— Task to carry out —
Repeat every one of the lines below word for word, leaving out the picture.

— Excerpt from a dataset —

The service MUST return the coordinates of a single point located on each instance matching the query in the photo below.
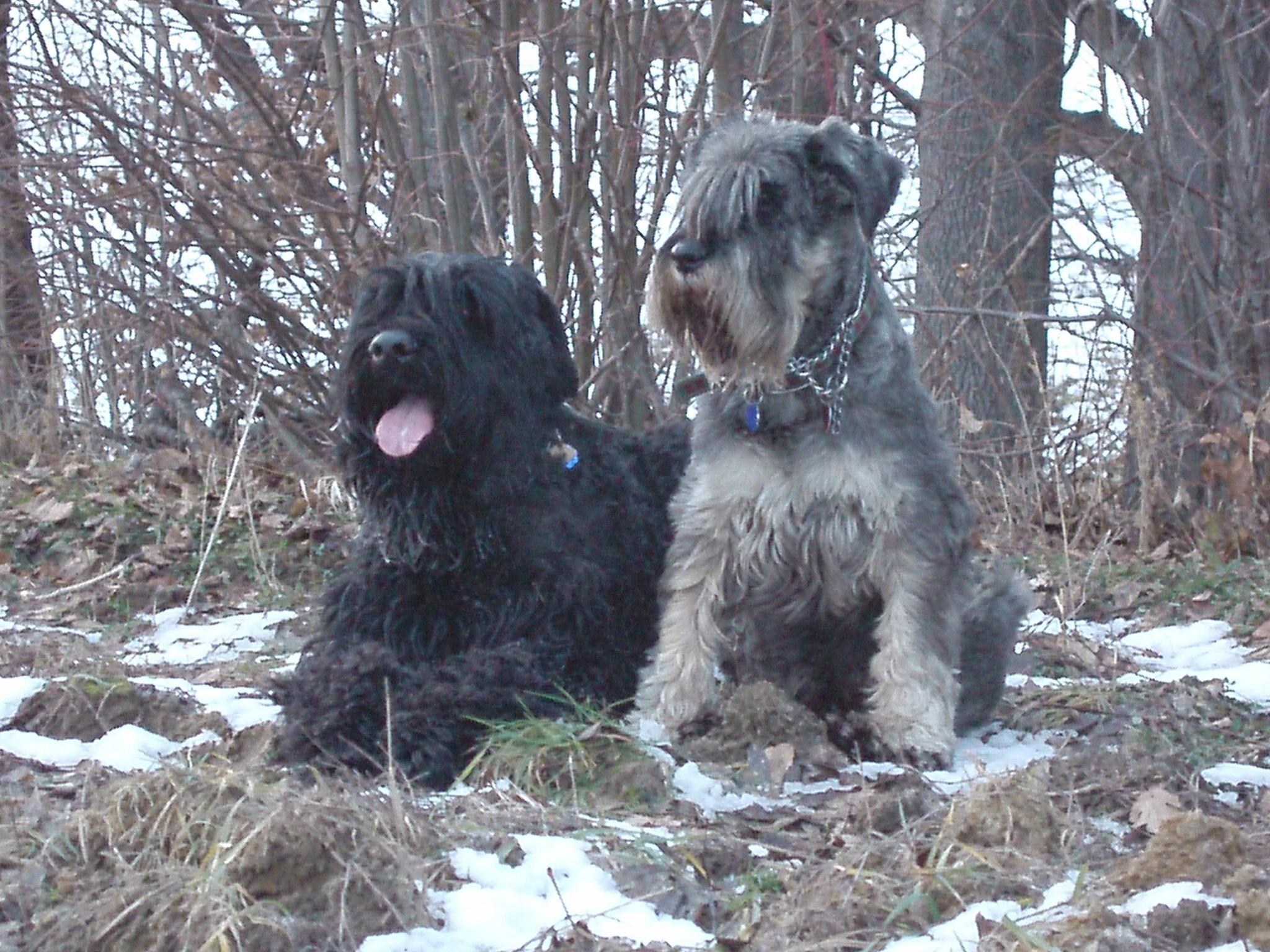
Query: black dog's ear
(870, 172)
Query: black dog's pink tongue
(403, 428)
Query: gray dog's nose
(391, 343)
(687, 254)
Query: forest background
(191, 190)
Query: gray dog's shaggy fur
(822, 540)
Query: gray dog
(822, 540)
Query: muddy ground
(221, 850)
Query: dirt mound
(758, 716)
(1013, 814)
(198, 858)
(86, 708)
(1188, 847)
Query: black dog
(510, 547)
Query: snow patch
(505, 908)
(1170, 653)
(1001, 752)
(6, 625)
(1169, 895)
(126, 748)
(241, 707)
(709, 795)
(14, 691)
(1228, 775)
(962, 932)
(208, 643)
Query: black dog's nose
(395, 345)
(687, 254)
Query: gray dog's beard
(735, 333)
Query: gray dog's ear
(869, 170)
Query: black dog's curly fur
(489, 575)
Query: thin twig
(78, 586)
(225, 499)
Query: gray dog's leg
(678, 685)
(915, 690)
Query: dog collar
(828, 369)
(825, 374)
(566, 452)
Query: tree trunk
(25, 353)
(987, 154)
(1203, 299)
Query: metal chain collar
(827, 371)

— Solution below —
The service MUST return the coordinates of a single point located on each instance matching the query in the photo below.
Query: black dog's ear
(870, 172)
Query: black dog's pink tongue
(403, 428)
Query: gray dog's nose
(391, 343)
(687, 254)
Query: forest background
(191, 190)
Query: gray dog's shaggy fur
(822, 540)
Query: gray dog
(822, 540)
Query: muddy ground
(221, 850)
Query: dirt mound
(758, 716)
(1013, 814)
(198, 858)
(86, 708)
(1188, 847)
Query: black dog
(510, 547)
Query: snow patch
(505, 908)
(1170, 653)
(1001, 752)
(6, 625)
(1169, 895)
(126, 748)
(241, 707)
(709, 795)
(14, 691)
(1228, 775)
(962, 932)
(208, 643)
Query: black dog's nose
(395, 345)
(687, 254)
Query: gray dog's beard
(735, 333)
Query: gray dog's ear
(869, 170)
Query: black dog's curly fur
(489, 575)
Query: thin twig
(78, 586)
(225, 499)
Query: gray dog's leg
(678, 685)
(915, 690)
Query: dog collar
(828, 369)
(825, 374)
(566, 452)
Query: tree trunk
(25, 353)
(987, 154)
(1203, 299)
Query: metal chain collar
(827, 371)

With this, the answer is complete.